## SOURCE DOCUMENT
========

Or more accurately, gender politics….. not that I’m particularly politically active. I guess I’m just not 100% content with the current two party system. 🙂 Sh**! I’m the LibDem option of gender! 🙂
Too late to say hi? Hello, it is then.
It has been a rather eventful week and pretty much all in a good way. Well, mostly, but we’ll come to that later on.
After last week’s dysphoric disco of distress I would like to report that I had a very good day today. That may not mean much in the great scheme of life, but to Yours Truly, it means a great deal.
There was no rush to school – it’s the Easter holidays – and the drive in to work was smoother than a posh pair of tights. Top that off with a meeting being cancelled, meant I had a morning back to catch up and dare I say, all has gone well.
If part of my good mood is due to the very pleasant evening I spent with the Chams crew, I’m certainly not going to inspect the proverbial horse’s orthodontic situation. 🙂 Sometimes, you’ve just got to enjoy things as they are…..
Which brings me on to a Only Now Do I Get The CBT Concept moment. Feel free to sing that last bit or make up your own Intel-esq tinkly musical bit. I shan’t. I couldn’t hold a tune in a bucket, but you can’t have it all. 🙂
So, ‘The Moment’…. It was down to me getting into a bit of a flap about setting off to Chameleons late and arriving about half past eight. To me, I look at the clock, add an hour on for getting ready and then there’s a little drop of the shoulders, as my mind works out how long I’ll actually be there before it’s pumpkin o’clock and I have to de-fab.
The (now) obvious thing is to enjoy the moment. Not to worry too much about how long I’ll take to get ready (Ed: the journey, not the arrival, Lynn. Or more poetically: ‘to travel in hope’ as a wittier person once wrote.) and that it’ll be ‘just two hours’ of Lynn time.
I found last night, that although I was late getting in. It wasn’t really the time that was the problem, it was my interpretation of it. I wonder that with the previous years of taking Little Miss to Granny’s house, has meant that I’ve been lucky to arrive earlier than I would do (by an hour at least) and that I’ve got used to doing so. Now I’m arriving at a more typical time, I’m panicking over clock watching. Which I think, is not a good way to spend an evening. It makes me very tense and not very pleasant.

========

## RAW DATA
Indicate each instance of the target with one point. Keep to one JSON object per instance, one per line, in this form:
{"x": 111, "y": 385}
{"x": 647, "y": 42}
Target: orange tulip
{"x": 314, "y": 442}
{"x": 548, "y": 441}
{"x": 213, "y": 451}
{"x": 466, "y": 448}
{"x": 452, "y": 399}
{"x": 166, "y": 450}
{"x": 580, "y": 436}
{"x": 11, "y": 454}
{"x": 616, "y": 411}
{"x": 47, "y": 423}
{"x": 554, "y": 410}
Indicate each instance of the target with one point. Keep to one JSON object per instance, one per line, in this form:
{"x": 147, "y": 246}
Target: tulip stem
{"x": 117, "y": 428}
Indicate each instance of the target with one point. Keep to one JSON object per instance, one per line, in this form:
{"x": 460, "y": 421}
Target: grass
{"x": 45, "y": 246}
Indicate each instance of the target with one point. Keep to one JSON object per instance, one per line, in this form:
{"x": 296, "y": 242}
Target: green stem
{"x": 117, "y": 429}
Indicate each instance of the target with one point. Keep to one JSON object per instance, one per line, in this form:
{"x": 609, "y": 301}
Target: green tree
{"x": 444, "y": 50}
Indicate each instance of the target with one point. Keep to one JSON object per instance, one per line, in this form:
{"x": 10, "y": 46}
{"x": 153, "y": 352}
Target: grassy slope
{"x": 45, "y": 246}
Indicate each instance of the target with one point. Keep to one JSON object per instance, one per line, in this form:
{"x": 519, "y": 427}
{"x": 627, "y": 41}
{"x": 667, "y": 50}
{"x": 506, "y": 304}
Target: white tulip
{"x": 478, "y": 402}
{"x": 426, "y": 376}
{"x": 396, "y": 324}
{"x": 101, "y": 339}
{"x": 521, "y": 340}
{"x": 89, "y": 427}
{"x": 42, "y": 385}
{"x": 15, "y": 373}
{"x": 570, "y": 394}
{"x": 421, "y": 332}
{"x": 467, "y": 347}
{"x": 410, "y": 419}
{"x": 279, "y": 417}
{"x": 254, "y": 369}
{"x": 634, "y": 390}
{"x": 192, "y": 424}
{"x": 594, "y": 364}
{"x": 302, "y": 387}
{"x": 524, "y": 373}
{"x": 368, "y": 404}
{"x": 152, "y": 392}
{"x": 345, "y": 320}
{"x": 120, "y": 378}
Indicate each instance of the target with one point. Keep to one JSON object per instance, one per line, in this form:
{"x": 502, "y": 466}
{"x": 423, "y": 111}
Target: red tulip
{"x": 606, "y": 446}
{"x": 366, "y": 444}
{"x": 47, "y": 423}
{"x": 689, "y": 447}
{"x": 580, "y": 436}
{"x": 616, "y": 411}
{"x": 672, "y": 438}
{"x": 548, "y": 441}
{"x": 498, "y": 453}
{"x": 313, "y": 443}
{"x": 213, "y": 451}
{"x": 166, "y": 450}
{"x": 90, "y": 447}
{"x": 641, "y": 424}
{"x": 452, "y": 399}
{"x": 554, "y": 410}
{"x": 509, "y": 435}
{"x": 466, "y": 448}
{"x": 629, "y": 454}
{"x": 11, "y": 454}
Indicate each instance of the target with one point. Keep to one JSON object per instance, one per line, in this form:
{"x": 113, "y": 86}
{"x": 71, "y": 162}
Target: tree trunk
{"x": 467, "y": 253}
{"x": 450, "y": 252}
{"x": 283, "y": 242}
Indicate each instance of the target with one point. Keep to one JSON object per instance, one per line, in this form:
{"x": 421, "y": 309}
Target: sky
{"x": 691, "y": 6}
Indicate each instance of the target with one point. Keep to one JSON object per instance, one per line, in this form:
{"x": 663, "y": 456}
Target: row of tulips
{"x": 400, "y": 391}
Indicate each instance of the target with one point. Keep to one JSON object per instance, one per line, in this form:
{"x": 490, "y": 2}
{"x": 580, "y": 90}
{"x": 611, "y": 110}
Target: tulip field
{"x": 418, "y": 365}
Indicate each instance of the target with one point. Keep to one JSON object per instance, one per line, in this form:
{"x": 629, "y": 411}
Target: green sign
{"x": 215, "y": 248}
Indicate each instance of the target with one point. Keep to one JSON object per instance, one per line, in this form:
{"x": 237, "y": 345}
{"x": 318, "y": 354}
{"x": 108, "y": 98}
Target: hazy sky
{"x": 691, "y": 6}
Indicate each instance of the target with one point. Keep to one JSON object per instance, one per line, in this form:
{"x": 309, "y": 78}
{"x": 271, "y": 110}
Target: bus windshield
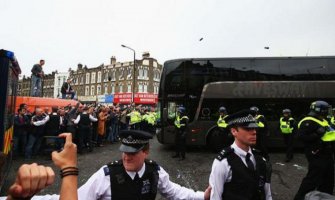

========

## EXERCISE GOAL
Transcribe the blog post above word for word, taking everything from "If part of my" down to "as they are…..".

## SOLUTION TO THE EXERCISE
If part of my good mood is due to the very pleasant evening I spent with the Chams crew, I’m certainly not going to inspect the proverbial horse’s orthodontic situation. 🙂 Sometimes, you’ve just got to enjoy things as they are…..